### EXERCISE BRIEF:
Reproduce all of the data that follows, character for character.

---------- RECORD EXTRACTS ----------

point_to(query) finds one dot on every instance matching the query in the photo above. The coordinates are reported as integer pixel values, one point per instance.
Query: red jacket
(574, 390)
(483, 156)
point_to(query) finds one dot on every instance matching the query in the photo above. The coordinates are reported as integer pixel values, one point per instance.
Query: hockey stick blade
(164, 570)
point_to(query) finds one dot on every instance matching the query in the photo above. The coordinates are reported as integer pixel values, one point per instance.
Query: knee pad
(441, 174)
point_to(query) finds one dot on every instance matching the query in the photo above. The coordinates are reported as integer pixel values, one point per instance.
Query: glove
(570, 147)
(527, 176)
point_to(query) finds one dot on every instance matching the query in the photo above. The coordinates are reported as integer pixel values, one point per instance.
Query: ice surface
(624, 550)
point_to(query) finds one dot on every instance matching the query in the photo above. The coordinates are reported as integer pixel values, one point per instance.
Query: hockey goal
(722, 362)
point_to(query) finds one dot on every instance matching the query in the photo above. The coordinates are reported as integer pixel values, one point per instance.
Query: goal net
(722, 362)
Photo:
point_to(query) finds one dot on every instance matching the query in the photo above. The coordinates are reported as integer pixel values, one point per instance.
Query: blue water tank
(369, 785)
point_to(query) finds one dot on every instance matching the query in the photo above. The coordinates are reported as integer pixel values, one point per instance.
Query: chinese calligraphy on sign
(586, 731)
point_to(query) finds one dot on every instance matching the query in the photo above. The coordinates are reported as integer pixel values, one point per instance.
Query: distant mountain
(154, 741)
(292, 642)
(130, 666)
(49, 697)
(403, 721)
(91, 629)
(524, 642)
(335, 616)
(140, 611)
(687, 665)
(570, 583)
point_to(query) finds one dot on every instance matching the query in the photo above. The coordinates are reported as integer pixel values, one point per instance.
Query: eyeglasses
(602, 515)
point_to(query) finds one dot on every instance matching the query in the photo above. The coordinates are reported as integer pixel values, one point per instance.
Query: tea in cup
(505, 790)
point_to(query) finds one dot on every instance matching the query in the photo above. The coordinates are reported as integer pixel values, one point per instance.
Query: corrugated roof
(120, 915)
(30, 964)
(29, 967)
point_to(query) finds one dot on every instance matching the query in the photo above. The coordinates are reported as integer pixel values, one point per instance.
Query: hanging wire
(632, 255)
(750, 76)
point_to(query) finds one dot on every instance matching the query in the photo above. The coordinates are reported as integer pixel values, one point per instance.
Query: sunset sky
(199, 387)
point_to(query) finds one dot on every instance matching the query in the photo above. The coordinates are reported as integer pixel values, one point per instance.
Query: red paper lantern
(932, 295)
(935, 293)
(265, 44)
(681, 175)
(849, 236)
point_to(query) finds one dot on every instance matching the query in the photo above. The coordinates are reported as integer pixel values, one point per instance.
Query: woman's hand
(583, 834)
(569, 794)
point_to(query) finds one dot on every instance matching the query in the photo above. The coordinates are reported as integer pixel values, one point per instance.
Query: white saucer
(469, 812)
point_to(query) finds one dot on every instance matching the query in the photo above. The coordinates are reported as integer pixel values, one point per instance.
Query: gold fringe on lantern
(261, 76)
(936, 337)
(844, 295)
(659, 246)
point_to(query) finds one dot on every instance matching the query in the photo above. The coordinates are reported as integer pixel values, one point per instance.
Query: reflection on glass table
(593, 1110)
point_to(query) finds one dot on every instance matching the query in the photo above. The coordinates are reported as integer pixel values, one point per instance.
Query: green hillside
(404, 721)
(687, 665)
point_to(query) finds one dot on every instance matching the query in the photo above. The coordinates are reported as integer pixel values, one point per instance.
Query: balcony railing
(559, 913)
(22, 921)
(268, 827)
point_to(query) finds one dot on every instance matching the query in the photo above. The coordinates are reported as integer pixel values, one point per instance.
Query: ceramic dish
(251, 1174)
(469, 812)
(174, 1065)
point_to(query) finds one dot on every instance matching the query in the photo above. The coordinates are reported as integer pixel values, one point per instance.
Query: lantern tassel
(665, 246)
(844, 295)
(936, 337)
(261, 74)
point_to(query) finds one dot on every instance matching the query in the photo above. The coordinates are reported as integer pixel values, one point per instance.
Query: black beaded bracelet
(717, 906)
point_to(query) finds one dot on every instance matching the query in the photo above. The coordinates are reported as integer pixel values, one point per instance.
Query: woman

----------

### ANSWER BOX:
point_to(query) finds one dot on every instance matching the query in the photo above. The coordinates are reported as integer pixel values, one point per instance.
Query: red jacket
(574, 390)
(483, 156)
point_to(query) finds one dot on every instance matching the query in the photo above. The coordinates are reported as integer pixel values, one point per instance.
Query: hockey stick blade
(164, 570)
point_to(query) finds one dot on every instance matching the query in the photo above. The coordinates are reported as integer pixel values, one point per instance.
Query: knee pad
(441, 174)
point_to(query) finds one dot on every instance matching the query in the photo above. The coordinates are reported as integer pixel values, one point per instance.
Query: glove
(570, 147)
(527, 176)
point_to(query) finds one dot on every instance matching the query in the photo above. The coordinates are reported as integer pixel values, one point per instance.
Query: ice surface
(624, 550)
point_to(query) finds one dot on every instance matching the query in the photo above. The coordinates are reported as integer pixel values, one point per instance.
Query: hockey goal
(722, 362)
point_to(query) finds one dot on every instance matching the query in the photo above. The coordinates are reported as integer pixel values, one point per instance.
Query: goal net
(722, 362)
Photo:
point_to(query) finds one dot on every instance matching the query in the photo above. The coordinates are reported as integer pixel values, one point per instance.
Query: blue water tank
(369, 785)
point_to(query) finds one dot on every instance matching the query in the photo above. The coordinates are reported as integer pixel values, one point per instance.
Query: chinese calligraphy on sign
(586, 731)
point_to(query) finds one dot on every instance matching the query in the photo above. The coordinates are reported as integer pixel values, one point per instance.
Query: distant mountain
(154, 741)
(292, 642)
(130, 666)
(49, 697)
(403, 721)
(91, 629)
(524, 642)
(335, 616)
(140, 611)
(687, 665)
(570, 583)
point_to(query) finds one dot on every instance matching the query in the photo above. The coordinates are reported as integer pixel values, one point per instance.
Query: eyeglasses
(602, 515)
point_to(query) finds one dot on every instance matching the query in the photo above. The coordinates are reported as integer pixel values, one point per instance.
Query: tea in cup
(505, 790)
point_to(query) finds one dot on every instance matching the query in the photo above. The coordinates are reported as integer pixel values, one point per instance.
Query: corrugated roof
(120, 915)
(30, 964)
(29, 967)
point_to(query) finds one dot on every instance matching the query in the photo above. The coordinates are reported as integer pixel values, one point per instance.
Query: hanging wire
(632, 255)
(750, 76)
point_to(query) finds one dot on every instance matching the query in the photo above. The coordinates are reported as integer pixel values, one point per instance.
Query: sunset sky
(199, 387)
point_to(query) finds one dot on every instance matching the query in the photo above. The coordinates are reported as integer pixel values, one point per instance.
Query: red paper lantern
(932, 295)
(935, 293)
(265, 44)
(681, 175)
(849, 236)
point_to(query) finds one dot on every instance matching the query in the photo above. The coordinates are reported as integer pixel values, one point per instance.
Query: woman's hand
(583, 834)
(569, 794)
point_to(query) finds one dot on every instance matching the query in the photo above. The coordinates are reported as integer pixel values, one point per instance.
Query: white saucer
(469, 812)
point_to(query) finds one dot on every instance matching the query in the photo above. The coordinates are reported as integer pixel values, one point per instance.
Query: gold fringe on lantern
(261, 76)
(936, 337)
(844, 295)
(659, 246)
point_to(query) finds one dot on every instance matching the query in the photo above. The coordinates are reported as integer pixel values, one point per instance.
Query: reflection on glass table
(593, 1110)
point_to(query) finds one dot on every instance matching the query in the photo above. The coordinates are reported as integer pixel values, one point per instance.
Query: green hillside
(404, 721)
(687, 665)
point_to(query) finds one dot on every instance matching the query in the photo above. The coordinates are reported as integer pixel values, one point per instance.
Query: balcony railing
(559, 913)
(22, 921)
(268, 827)
point_to(query) finds one dot on every instance matching the query in the photo above. The coordinates are reported as integer pixel values, one point per instance.
Query: ceramic dish
(251, 1174)
(469, 812)
(174, 1065)
point_to(query) finds one dot on every instance matching the query in the photo above. The coordinates are reported as integer pixel values, one point per instance.
Query: lantern tassel
(665, 246)
(844, 295)
(936, 337)
(261, 74)
point_to(query) finds one dot on every instance matching the query in the photo above. The coordinates are reported as integer pixel values, one point per instance.
Query: black beaded bracelet
(717, 906)
point_to(query) finds one dot on every instance matching the query in the photo above. The coordinates are reported as integer pixel values, one point per instance.
Query: woman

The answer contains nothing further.